● Given passage:
....
Burnout: A Clinical Reading

Burnout is often reduced to a synonym for work stress. But examined through a psychoanalytic lens, it reveals itself as something far more personal: not a uniform condition, but a constellation of signs shaped by the individual’s history.

Three Clinical Vignettes

Julien, a middle-aged executive, describes emotional numbness despite outward productivity: “I tick all the boxes, but I no longer feel anything.” The machine runs — but there is no one at the wheel.

Claire, a nurse, describes a sudden bodily refusal to continue. Where words had failed, the body spoke. This moment can be read as a conflict between an idealized self-image — the one who never breaks, who always gives — and the reality of human limits.

Marc, a teacher, reveals how family patterns of self-sacrifice unconsciously drive his overextension. His exhaustion is not incidental; it repeats a script written long before his career began.
....
● Tasks:
1. Transcribe the burnout passage word for word, starting at "Burnout: A Clinical" and ending at "of human limits.".
2. List the first names of the people described in the vignettes of the burnout passage.
3. Continue the burnout passage from its last sentence.
....
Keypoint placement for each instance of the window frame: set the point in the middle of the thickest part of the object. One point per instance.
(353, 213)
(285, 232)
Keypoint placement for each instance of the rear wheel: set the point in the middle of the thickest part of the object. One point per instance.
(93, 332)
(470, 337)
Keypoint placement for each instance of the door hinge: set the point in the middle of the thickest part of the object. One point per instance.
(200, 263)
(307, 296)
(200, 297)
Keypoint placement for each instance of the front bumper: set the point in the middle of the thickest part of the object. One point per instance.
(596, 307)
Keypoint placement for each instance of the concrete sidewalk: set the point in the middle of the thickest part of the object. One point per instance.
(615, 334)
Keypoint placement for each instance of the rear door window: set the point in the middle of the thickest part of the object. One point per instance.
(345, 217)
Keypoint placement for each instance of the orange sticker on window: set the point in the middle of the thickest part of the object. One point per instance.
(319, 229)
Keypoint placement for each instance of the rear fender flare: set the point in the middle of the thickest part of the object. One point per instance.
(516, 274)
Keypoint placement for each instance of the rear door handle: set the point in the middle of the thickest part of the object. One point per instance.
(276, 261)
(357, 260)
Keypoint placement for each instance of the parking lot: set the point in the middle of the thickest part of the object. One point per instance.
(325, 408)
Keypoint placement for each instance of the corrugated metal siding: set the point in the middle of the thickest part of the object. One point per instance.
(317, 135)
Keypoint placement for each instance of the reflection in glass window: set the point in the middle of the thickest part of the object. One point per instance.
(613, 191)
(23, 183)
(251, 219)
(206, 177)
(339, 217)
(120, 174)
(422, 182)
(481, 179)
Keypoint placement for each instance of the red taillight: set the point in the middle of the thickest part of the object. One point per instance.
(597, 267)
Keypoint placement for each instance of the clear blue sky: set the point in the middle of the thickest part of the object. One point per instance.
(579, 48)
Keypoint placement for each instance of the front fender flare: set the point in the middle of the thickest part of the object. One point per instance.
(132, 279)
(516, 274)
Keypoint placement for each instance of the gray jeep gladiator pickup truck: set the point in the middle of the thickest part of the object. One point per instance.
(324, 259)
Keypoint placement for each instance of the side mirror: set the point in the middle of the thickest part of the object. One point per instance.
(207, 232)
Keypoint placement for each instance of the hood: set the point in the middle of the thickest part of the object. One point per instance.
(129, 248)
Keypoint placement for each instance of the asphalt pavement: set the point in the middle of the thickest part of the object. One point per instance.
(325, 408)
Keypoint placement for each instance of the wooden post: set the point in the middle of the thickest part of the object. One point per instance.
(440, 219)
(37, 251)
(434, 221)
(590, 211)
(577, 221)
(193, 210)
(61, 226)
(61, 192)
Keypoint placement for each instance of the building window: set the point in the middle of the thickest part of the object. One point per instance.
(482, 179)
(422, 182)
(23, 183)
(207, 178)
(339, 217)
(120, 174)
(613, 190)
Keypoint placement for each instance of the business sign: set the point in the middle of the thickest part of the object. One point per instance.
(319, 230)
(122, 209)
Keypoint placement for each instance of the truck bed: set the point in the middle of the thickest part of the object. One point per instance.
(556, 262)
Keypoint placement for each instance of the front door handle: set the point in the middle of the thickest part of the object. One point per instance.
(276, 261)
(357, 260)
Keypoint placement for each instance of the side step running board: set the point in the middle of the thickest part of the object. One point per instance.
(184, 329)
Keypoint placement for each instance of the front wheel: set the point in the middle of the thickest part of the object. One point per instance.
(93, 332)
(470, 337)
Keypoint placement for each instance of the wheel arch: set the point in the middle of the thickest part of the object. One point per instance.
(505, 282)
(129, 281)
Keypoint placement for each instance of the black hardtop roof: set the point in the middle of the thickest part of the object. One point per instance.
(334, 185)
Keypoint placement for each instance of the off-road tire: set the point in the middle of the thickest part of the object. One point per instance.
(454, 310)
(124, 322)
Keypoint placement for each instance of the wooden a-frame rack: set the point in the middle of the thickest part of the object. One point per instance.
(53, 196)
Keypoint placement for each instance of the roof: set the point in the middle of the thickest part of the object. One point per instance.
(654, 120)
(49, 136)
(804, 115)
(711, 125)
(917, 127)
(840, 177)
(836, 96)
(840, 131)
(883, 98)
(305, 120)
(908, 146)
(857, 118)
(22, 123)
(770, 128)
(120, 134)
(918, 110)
....
● Written answers:
1.
Burnout: A Clinical Reading

Burnout is often reduced to a synonym for work stress. But examined through a psychoanalytic lens, it reveals itself as something far more personal: not a uniform condition, but a constellation of signs shaped by the individual’s history.

Three Clinical Vignettes

Julien, a middle-aged executive, describes emotional numbness despite outward productivity: “I tick all the boxes, but I no longer feel anything.” The machine runs — but there is no one at the wheel.

Claire, a nurse, describes a sudden bodily refusal to continue. Where words had failed, the body spoke. This moment can be read as a conflict between an idealized self-image — the one who never breaks, who always gives — and the reality of human limits.

2. Julien, Claire, Marc

3.
A Collapse of Primary Narcissism

Burnout, understood clinically, represents a collapse of primary narcissism — the foundational self-structure that sustains a sense of worth. Unconscious repetition often underlies these experiences: patients replay childhood patterns of abandonment or self-erasure in their professional lives.

Listening Rather Than Eliminating

A psychoanalytic approach rejects standardized protocols. Rather than treating burnout as a pathology to be eliminated, the work consists in listening to it as meaningful communication — a signal from the subject that something essential has been overridden. The therapeutic aim is to help individuals reclaim psychological boundaries and reconnect with their own desires.